### RECORDS TO USE ###

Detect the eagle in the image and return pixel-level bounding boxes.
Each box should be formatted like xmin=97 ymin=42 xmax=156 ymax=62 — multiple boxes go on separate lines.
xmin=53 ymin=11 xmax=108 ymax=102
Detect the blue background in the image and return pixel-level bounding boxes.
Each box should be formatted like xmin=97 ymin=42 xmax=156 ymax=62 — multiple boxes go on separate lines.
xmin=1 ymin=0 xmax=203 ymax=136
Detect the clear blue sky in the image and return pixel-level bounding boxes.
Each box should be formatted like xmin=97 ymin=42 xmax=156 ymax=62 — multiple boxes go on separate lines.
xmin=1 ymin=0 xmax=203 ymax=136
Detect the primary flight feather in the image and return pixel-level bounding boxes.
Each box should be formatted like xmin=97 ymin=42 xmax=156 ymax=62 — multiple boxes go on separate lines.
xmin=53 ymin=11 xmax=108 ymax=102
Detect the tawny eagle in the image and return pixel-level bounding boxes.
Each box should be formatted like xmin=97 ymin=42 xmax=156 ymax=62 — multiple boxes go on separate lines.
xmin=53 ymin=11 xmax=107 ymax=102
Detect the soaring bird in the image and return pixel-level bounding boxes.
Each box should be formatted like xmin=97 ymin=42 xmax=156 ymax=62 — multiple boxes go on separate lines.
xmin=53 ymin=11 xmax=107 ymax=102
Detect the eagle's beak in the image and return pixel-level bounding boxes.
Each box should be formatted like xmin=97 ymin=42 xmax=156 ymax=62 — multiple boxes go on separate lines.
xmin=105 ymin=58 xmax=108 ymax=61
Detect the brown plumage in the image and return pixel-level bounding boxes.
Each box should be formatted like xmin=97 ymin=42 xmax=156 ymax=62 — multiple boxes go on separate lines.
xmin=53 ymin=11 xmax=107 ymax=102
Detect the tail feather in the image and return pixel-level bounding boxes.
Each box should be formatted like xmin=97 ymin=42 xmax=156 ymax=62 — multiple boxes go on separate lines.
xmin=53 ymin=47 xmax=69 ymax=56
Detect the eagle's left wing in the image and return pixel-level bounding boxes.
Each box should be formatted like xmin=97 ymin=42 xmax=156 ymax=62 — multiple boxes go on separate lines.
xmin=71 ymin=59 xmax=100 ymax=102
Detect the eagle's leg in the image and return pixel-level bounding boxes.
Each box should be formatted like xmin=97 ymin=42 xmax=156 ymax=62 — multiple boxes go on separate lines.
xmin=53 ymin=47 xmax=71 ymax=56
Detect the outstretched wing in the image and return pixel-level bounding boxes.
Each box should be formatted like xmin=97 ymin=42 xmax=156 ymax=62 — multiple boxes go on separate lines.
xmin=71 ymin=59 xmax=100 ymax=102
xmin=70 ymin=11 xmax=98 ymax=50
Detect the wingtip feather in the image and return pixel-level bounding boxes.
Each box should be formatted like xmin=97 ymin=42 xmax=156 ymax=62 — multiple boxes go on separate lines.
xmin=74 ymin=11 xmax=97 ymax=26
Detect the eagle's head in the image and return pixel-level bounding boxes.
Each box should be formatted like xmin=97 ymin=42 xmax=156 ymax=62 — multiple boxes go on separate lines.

###

- [WHAT THIS TASK INVOLVES]:
Lines holding the string "blue": find them in the listing above and copy each one.

- [TASK SOLUTION]:
Detect the blue background in the image and return pixel-level bounding boxes.
Detect the clear blue sky in the image and return pixel-level bounding boxes.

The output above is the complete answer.